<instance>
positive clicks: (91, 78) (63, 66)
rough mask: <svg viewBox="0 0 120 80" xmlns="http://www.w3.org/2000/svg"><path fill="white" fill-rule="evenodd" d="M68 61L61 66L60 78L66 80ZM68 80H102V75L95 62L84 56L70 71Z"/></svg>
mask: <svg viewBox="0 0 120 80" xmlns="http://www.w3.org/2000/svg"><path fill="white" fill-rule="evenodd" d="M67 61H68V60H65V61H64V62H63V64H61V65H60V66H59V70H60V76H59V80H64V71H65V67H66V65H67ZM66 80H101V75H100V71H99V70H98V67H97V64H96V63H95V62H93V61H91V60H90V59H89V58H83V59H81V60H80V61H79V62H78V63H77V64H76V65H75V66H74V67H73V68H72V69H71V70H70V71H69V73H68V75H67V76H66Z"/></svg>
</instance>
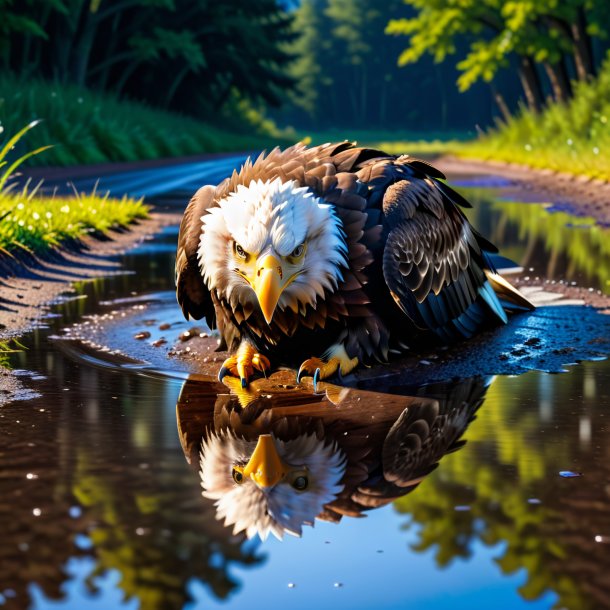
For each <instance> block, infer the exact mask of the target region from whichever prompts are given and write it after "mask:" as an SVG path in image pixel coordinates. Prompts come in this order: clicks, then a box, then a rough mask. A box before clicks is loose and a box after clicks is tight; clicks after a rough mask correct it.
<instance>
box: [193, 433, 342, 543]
mask: <svg viewBox="0 0 610 610" xmlns="http://www.w3.org/2000/svg"><path fill="white" fill-rule="evenodd" d="M200 457H201V460H200V476H201V485H202V487H203V495H204V496H205V497H207V498H210V499H212V500H216V502H215V505H216V518H217V519H219V520H223V519H224V524H225V525H227V526H230V525H232V526H233V533H234V534H238V533H239V532H242V531H243V532H245V533H246V536H247V537H248V538H252V537H253V536H254V535H255V534H257V533H258V535H259V536H260V537H261V538H262V539H263V540H265V539H266V538H267V536H268V535H269V533H272V534H273V535H274V536H275V537H276V538H278V539H280V540H281V539H282V537H283V535H284V533H285V532H287V533H289V534H292V535H294V536H300V535H301V531H302V527H301V526H302V525H303V524H306V525H313V522H314V519H315V517H316V516H317V515H318V514H319V513H320V512H321V511H322V510H323V507H324V505H325V504H327V503H328V502H332V501H333V500H334V499H335V498H336V497H337V495H338V494H339V493H340V492H341V491H342V489H343V485H341V484H340V481H341V479H342V478H343V475H344V474H345V468H346V457H345V454H344V453H343V452H342V451H341V450H340V449H339V447H338V446H337V445H336V443H335V442H330V443H328V442H325V441H324V440H319V439H318V438H317V436H316V435H315V434H302V435H300V436H298V437H297V438H295V439H292V440H288V441H281V440H279V439H277V438H275V437H273V436H272V435H271V434H262V435H261V436H259V438H258V440H257V441H251V440H246V439H244V438H240V437H238V436H236V435H234V434H233V433H232V432H230V431H226V432H221V433H218V434H217V433H211V434H210V435H209V437H208V438H207V439H204V440H203V442H202V445H201V456H200Z"/></svg>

- - - - -

▸ PROBLEM REQUIREMENTS:
Please copy out, character for character, the stretch from the first line of the entries through the line that contains "rough mask: <svg", including that line.

▸ EXERCISE OUTPUT:
<instance>
positive clicks: (91, 78) (63, 66)
rough mask: <svg viewBox="0 0 120 80" xmlns="http://www.w3.org/2000/svg"><path fill="white" fill-rule="evenodd" d="M68 61L61 66L60 78L66 80ZM68 80H102V75L95 62L84 56L70 71Z"/></svg>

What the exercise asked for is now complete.